Data for pointing at named objects:
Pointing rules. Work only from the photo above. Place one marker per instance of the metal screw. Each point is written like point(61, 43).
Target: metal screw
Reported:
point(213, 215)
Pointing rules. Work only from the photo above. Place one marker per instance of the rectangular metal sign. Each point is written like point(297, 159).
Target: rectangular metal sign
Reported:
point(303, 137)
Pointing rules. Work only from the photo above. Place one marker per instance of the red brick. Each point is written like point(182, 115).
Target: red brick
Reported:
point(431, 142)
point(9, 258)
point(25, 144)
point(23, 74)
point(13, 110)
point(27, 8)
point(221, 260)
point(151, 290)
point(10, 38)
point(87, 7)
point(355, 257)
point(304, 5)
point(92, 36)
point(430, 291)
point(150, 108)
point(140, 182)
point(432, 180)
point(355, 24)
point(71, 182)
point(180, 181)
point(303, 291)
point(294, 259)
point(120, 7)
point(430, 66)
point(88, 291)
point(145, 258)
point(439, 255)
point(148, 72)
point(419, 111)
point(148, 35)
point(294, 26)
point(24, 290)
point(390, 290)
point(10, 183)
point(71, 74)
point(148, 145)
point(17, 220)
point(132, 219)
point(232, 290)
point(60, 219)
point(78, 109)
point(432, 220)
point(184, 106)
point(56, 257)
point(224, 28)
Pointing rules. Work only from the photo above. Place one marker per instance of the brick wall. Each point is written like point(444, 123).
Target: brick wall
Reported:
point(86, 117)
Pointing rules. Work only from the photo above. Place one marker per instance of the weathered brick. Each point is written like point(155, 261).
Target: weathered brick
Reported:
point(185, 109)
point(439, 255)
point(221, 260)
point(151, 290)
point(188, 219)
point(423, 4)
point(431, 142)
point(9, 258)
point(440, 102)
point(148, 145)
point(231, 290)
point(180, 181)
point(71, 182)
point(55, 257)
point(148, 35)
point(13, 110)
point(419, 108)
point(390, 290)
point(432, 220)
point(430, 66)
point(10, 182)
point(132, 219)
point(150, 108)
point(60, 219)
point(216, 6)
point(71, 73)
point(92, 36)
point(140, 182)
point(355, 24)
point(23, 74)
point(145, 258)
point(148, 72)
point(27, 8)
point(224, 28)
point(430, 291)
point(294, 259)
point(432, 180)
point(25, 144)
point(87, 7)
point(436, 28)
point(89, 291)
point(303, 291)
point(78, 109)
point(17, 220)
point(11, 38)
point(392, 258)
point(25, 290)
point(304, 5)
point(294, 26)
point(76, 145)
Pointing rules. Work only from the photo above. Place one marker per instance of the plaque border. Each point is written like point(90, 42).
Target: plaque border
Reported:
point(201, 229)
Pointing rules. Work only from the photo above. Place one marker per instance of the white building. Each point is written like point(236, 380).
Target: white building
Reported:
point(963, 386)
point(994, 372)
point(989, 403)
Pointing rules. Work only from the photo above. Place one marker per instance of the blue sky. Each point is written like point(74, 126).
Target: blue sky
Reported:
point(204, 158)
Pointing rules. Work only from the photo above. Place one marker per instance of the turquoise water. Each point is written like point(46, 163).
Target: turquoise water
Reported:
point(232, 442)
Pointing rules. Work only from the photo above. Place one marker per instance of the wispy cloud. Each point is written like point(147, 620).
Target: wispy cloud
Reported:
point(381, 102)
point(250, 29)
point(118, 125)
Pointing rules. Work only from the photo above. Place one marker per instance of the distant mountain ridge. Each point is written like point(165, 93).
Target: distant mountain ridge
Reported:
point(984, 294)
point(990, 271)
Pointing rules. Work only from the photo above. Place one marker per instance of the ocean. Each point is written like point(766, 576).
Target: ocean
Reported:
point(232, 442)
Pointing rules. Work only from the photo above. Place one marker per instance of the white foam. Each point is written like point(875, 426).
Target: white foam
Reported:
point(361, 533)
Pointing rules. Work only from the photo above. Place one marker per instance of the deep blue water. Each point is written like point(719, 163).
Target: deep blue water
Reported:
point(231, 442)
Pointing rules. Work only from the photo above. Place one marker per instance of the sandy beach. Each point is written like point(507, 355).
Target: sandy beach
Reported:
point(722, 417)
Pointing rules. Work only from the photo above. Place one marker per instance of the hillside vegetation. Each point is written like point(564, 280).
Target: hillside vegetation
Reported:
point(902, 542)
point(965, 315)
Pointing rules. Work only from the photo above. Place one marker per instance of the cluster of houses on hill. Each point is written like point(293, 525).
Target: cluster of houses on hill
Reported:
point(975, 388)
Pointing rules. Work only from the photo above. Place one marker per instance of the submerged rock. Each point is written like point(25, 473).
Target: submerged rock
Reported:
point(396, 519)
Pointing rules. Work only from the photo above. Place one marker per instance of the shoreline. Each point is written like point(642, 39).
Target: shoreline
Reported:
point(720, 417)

#### [Aim of the exercise]
Please copy the data above from the line with "like point(297, 159)." to the line with "point(303, 137)", keeping every line and adding 7 to each coordinate in the answers.

#### [Output]
Pointing rules. Work only from the photo above. Place one marker per instance of the rectangular metal sign. Each point is written like point(297, 159).
Target: rectangular metal sign
Reported:
point(310, 144)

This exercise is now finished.